[Document section]
+ + + + + + +
Esrange, 8 July 2018, 7:27 a.m.: The stratospheric balloon slowly rises into the morning sky over Sweden. Top conditions for observing the noctilucent clouds over the next few days. Also referred to as ice clouds, these phenomena occur in the summer at high latitudes as soon as there is sufficient water vapour and temperatures fall below the freezing point. At the altitude of the summer mesopause, the coldest point in the Earth’s atmosphere about 85 km up, at approximately -120 °C.
The balloon will be aloft for five days, at an altitude of 38 km for the most part – floating over the Norwegian Sea, Greenland and the Davis Strait before it lands on Canada’s Baffin Island. At such high altitudes, the sky appears black, and thus offers optimum observation conditions for optical instruments. Only a rocket gets closer to the clouds than this, and then only for a few seconds.
+ + + + + + +
[Image point annotation items]
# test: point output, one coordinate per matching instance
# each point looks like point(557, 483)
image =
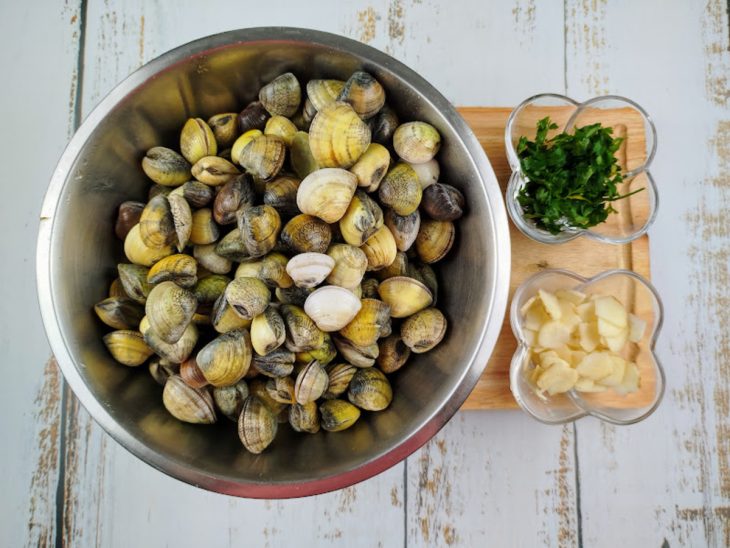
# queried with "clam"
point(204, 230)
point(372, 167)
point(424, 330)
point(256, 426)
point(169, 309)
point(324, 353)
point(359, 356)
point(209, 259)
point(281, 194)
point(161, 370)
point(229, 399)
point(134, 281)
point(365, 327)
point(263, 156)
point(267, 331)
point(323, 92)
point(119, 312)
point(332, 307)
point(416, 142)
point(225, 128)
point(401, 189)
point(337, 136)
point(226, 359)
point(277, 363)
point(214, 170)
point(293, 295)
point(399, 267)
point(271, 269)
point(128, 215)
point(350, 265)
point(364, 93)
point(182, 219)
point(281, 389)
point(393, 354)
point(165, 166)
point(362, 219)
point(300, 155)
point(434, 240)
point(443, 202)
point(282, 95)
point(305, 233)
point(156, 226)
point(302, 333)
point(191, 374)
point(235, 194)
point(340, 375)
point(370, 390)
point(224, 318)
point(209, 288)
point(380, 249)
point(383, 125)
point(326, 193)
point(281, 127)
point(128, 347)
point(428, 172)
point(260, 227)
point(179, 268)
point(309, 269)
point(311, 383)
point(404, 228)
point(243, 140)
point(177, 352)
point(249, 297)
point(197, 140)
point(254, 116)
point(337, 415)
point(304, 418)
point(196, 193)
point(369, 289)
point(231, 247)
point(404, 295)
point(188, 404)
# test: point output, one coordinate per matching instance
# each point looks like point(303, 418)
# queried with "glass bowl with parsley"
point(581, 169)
+ + + + + + +
[Given problem A]
Answer these questions from the passage on the stratospheric balloon:
(i) About how high up is the summer mesopause?
(ii) For how many days will the balloon stay aloft?
(iii) Where will the balloon land?
[Given problem B] Carry on the passage on the stratospheric balloon from its final sentence.
The items have no connection to the passage on the stratospheric balloon.

[Written answer A]
(i) About 85 km up.
(ii) Five days.
(iii) On Canada's Baffin Island.

[Written answer B]
Stratospheric balloon rises to an altitude of 38 km
Since helium is lighter than air, the balloon is subject to lift and ascends. When the air pressure decreases at higher altitudes, the helium expands in the balloon as it rises. The balloon therefore becomes fuller, the density of the air decreases and the lift drops. A balance is struck between the lift and the mass of the balloon and payload, which causes the balloon to stop rising once it is has reached an altitude of 38 km. At this altitude, the helium completely fills the balloon. Its volume has now reached a majestic diameter of approximately 100 metres; it drifts westward with the wind. It happens on Day Two above Greenland: the polar mesospheric clouds (PMCs) shimmer in silvery-white in the near-space atmospheric layer – a fascinating sight, which was observed from Earth for the first time in 1885. Noctilucent clouds are formed from ice crystals which condense on tiny meteor particles in the upper atmosphere. In the summer after sunset, they can be seen from the Earth’s surface from the edge of the polar regions all the way to northern Germany.
NASA observes with cameras
“Observations of noctilucent clouds are of great scientific interest since, under certain conditions, the ice clouds serve as tracers for air masses, and with high-resolution measurements of cloud altitude, for instance, it is possible to visualise small-scale air movements,” explains Dr Bernd Kaifler from the Institute of Atmospheric Physics at the German Aerospace Center (DLR). “This allows for conclusions to be drawn regarding the dynamics of the atmosphere at altitudes which would otherwise be quite inaccessible for scientific analyses.” The PMC Turbo payload on board contained seven high-resolution cameras from NASA with wide- and narrow-angle fields of vision for capturing the spatial structure of the noctilucent clouds. They take around six million high-resolution images with a data volume of 120 terabytes, with most of the images showing PMCs in various stages. Amongst other things, these images make it possible to reveal processes which lead to turbulence.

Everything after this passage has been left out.